### Given data
★ ★ ★ ★ ★ ★ ★

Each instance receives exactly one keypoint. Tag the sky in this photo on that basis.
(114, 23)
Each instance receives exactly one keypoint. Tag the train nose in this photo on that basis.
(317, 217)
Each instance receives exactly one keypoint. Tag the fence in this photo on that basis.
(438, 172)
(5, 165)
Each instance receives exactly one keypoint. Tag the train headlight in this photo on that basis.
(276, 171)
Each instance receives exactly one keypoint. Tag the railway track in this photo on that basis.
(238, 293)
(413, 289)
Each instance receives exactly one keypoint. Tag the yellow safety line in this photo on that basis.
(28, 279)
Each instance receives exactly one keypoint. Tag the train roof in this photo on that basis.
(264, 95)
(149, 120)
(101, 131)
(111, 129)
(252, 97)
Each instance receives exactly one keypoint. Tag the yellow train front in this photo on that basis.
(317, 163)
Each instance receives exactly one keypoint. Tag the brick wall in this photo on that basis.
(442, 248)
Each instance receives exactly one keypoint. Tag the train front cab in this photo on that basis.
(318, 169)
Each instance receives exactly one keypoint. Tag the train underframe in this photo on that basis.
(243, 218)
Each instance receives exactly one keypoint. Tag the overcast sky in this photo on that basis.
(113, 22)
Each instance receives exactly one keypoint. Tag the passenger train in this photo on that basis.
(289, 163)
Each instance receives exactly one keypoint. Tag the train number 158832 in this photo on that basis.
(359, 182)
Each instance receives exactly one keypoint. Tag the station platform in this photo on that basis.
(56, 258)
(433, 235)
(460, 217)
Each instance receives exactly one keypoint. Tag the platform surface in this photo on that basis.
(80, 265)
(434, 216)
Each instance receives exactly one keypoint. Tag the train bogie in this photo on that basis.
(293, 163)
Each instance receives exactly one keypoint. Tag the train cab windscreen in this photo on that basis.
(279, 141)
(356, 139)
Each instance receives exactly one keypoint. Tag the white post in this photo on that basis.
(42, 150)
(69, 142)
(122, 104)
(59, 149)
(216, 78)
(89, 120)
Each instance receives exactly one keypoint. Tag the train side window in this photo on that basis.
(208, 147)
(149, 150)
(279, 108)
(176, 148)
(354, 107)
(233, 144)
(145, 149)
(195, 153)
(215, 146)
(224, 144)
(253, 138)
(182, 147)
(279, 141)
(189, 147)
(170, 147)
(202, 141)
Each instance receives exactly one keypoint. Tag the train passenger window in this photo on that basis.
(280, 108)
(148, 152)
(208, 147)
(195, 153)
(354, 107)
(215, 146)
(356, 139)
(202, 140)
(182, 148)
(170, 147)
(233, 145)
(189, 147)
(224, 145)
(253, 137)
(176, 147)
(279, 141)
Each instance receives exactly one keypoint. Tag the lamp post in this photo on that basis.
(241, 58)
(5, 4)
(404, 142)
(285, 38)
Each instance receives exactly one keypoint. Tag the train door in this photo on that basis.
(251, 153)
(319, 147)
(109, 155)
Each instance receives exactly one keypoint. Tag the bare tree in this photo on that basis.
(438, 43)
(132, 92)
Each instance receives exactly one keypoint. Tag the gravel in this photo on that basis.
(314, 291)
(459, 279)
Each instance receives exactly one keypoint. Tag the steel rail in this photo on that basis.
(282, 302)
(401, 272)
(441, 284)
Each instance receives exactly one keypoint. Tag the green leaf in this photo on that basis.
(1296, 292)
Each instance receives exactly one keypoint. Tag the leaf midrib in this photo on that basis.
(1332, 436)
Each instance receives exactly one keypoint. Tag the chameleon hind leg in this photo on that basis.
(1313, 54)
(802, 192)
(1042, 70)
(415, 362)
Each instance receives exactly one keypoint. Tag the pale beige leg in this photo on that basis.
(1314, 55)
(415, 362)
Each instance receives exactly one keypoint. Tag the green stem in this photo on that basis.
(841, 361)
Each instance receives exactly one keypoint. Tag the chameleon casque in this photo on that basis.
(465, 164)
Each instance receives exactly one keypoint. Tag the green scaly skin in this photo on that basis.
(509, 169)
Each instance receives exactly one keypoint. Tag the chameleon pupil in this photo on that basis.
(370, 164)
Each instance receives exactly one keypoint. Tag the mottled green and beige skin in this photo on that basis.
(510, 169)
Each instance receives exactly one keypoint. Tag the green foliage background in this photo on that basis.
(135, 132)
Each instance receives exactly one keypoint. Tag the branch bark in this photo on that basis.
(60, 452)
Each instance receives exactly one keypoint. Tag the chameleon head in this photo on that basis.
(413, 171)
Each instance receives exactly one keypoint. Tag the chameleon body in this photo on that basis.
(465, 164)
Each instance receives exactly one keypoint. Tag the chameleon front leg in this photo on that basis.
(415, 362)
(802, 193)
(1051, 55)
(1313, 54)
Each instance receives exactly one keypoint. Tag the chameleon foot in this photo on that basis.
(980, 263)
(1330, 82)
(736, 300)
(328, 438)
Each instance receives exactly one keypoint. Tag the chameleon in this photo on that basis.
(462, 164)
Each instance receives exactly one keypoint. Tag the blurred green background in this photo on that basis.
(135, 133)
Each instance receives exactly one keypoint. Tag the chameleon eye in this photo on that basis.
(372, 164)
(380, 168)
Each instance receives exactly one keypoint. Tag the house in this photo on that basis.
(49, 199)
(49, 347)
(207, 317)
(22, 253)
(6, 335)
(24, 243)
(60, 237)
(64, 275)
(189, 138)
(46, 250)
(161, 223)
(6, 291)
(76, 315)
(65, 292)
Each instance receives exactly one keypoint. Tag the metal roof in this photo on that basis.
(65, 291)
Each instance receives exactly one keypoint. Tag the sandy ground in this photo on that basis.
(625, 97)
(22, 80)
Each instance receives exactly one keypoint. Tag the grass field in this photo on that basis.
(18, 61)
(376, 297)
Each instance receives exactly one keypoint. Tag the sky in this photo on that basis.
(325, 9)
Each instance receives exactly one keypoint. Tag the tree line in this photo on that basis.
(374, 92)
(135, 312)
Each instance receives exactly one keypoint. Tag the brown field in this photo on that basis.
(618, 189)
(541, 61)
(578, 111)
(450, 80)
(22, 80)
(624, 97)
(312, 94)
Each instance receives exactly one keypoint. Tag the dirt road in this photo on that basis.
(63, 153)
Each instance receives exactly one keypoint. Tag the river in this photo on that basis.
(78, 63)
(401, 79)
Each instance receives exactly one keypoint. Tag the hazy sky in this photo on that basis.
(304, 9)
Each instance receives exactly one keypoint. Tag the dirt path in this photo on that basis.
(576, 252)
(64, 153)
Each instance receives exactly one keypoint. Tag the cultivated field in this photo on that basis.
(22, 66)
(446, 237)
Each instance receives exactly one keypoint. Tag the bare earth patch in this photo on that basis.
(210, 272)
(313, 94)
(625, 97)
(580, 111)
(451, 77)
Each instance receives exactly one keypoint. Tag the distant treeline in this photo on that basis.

★ ★ ★ ★ ★ ★ ★

### Description of the task
Write out the data above once more, exactly as it stands.

### Solution to this exercise
Each instance receives exactly one keypoint. Tag the sky in this photo on that basis.
(114, 23)
Each instance receives exactly one keypoint. Tag the train nose in this photo on that basis.
(317, 217)
Each instance receives exactly one keypoint. Tag the fence in this photo on that basis.
(438, 172)
(5, 165)
Each instance receives exactly one keypoint. Tag the train headlight in this photo on that basis.
(276, 171)
Each instance receives exactly one keypoint. Tag the railway track in this photo on that basis.
(238, 293)
(413, 289)
Each instance receives exactly one keypoint. Tag the yellow safety line in this photo on that basis.
(28, 279)
Each instance receives exactly one keypoint. Tag the train roof in this photo on that basis.
(264, 95)
(149, 120)
(101, 131)
(111, 129)
(252, 97)
Each instance receives exactly one keypoint. Tag the yellow train front in this photo on that basis.
(317, 163)
Each instance receives exactly one keypoint. Tag the brick wall in this photo on that basis.
(442, 248)
Each instance receives exactly one keypoint. Tag the train front cab in this photo on that basis.
(318, 169)
Each instance receives exactly one keypoint. Tag the train underframe in this photo on that basis.
(243, 218)
Each instance receives exactly one keypoint. Tag the overcast sky in this photo on that basis.
(113, 22)
Each instance receives exactly one keypoint. Tag the passenger train in this photo on that basis.
(289, 163)
Each instance receives exactly one keypoint. Tag the train number 158832 in this photo on that basis.
(359, 182)
Each instance receives exactly one keypoint. Tag the station platform in this photo on that basis.
(56, 258)
(433, 235)
(460, 217)
Each instance receives exactly one keypoint. Tag the platform surface in this photo on that basis.
(80, 265)
(434, 216)
Each instance receives exactly one keypoint. Tag the train bogie in this photo on that basis.
(293, 163)
Each instance receives exactly one keypoint. Tag the train cab windscreen in this photo on that basis.
(279, 141)
(356, 139)
Each instance receives exactly one keypoint. Tag the white post in this photo on that basis.
(42, 150)
(69, 142)
(122, 104)
(59, 149)
(216, 78)
(89, 120)
Each instance receives exactly one keypoint. Tag the train side window in this photo on that basis.
(208, 147)
(149, 150)
(279, 108)
(176, 148)
(354, 107)
(233, 144)
(145, 149)
(195, 153)
(215, 146)
(224, 144)
(253, 138)
(182, 147)
(279, 141)
(189, 147)
(170, 147)
(202, 141)
Each instance receives exactly one keypoint. Tag the train passenger window in this photo on that basis.
(280, 108)
(148, 152)
(208, 147)
(195, 153)
(354, 107)
(215, 146)
(356, 139)
(202, 140)
(182, 148)
(170, 147)
(233, 145)
(189, 147)
(224, 145)
(253, 137)
(176, 147)
(279, 141)
Each instance receives exactly one keypoint. Tag the lamp post in this photo on that basis.
(241, 58)
(5, 4)
(404, 142)
(285, 38)
Each instance receives exactly one keypoint. Tag the train door in this photo on that basis.
(251, 153)
(319, 147)
(109, 155)
Each instance receives exactly one keypoint. Tag the bare tree in this photo on that basis.
(438, 43)
(132, 92)
Each instance receives exactly one keypoint. Tag the gravel in this photo on that basis.
(314, 291)
(459, 279)
Each instance receives exactly one keypoint. Tag the steel rail in this photo on that basis.
(282, 302)
(401, 272)
(441, 284)
Each instance receives exactly one keypoint. Tag the green leaf in this photo on that basis.
(1296, 292)
Each instance receives exactly one keypoint. Tag the leaf midrib in this photo on that basis.
(1332, 436)
Each instance receives exactly one keypoint. Tag the chameleon hind leg in this photo on that basis.
(1313, 54)
(802, 192)
(1042, 70)
(415, 362)
Each instance receives exactly one keypoint. Tag the pale beige leg in this photo on that basis.
(1314, 55)
(415, 362)
Each instance receives exactly one keypoint. Tag the green stem in this photo on that basis.
(841, 361)
Each instance receives exactly one keypoint. Tag the chameleon casque in this photo on that basis.
(465, 164)
Each instance receives exactly one keypoint. Tag the green scaly skin in this photo on that basis.
(509, 169)
Each instance receives exactly one keypoint. Tag the chameleon pupil in this photo on that basis.
(370, 164)
Each instance receives exactly one keypoint. Tag the mottled green and beige skin in this photo on that basis.
(510, 169)
Each instance receives exactly one keypoint. Tag the green foliage background in this photo on that basis.
(135, 132)
Each instance receives exactly one keypoint. Tag the branch bark in this photo on that basis.
(60, 452)
Each instance receives exactly one keypoint. Tag the chameleon head in this photo on that basis.
(413, 171)
Each instance receives exactly one keypoint. Tag the chameleon body in this photo on that basis.
(465, 164)
Each instance receives exactly one keypoint. Tag the chameleon front leg in this photo on that basis.
(415, 362)
(802, 193)
(1051, 55)
(1313, 54)
Each instance receives exactly one keypoint. Tag the chameleon foot in this photo on that basis.
(980, 263)
(1330, 82)
(736, 300)
(328, 438)
Each instance receives exactly one keypoint. Tag the chameleon in this photo on that basis.
(462, 164)
Each instance receives exactly one keypoint. Tag the blurred green background in this photo on that basis.
(135, 133)
Each instance receives exactly one keypoint. Tag the chameleon eye in this photo on that basis.
(372, 164)
(380, 168)
Each instance receives exactly one keypoint. Tag the house in this photo on that basis.
(49, 199)
(49, 347)
(207, 317)
(22, 253)
(6, 335)
(24, 243)
(60, 237)
(64, 275)
(189, 138)
(46, 250)
(161, 223)
(6, 291)
(76, 315)
(65, 292)
Each instance receives exactly one keypoint. Tag the metal roof in this photo on that basis.
(65, 291)
Each instance receives exactly one keypoint. Tag the sandy ground in this photo on that basis.
(625, 97)
(22, 80)
Each instance receives exactly one keypoint. Tag the grass field in this photo on that basis.
(18, 61)
(376, 297)
Each instance receives exactly one keypoint. Tag the sky in this photo on that basis.
(325, 9)
Each instance receives exactly one keypoint. Tag the tree line in this photo on that basis.
(374, 92)
(135, 312)
Each instance receives exactly one keypoint. Tag the brown field in this photo on that basis.
(618, 189)
(541, 61)
(578, 111)
(450, 80)
(22, 80)
(624, 97)
(312, 94)
Each instance receives exactly one keypoint. Tag the dirt road in this photo on that basis.
(63, 153)
Each instance receives exactly one keypoint. Tag the river in this photo on that basis.
(78, 63)
(401, 79)
Each instance receives exactly one keypoint. Tag the hazy sky in this photo on that basis.
(304, 9)
Each instance receives exactly one keypoint. Tag the dirt path in this photo on that basis.
(576, 252)
(64, 153)
Each instance receives exactly one keypoint. Tag the cultivated field in this photo on that basis.
(22, 66)
(446, 237)
Each instance receives exactly one keypoint. Tag the bare earth patch in this photo on that basis.
(210, 272)
(313, 94)
(625, 97)
(580, 111)
(451, 77)
Each instance receives exactly one keypoint. Tag the distant treeline in this photo on that basis.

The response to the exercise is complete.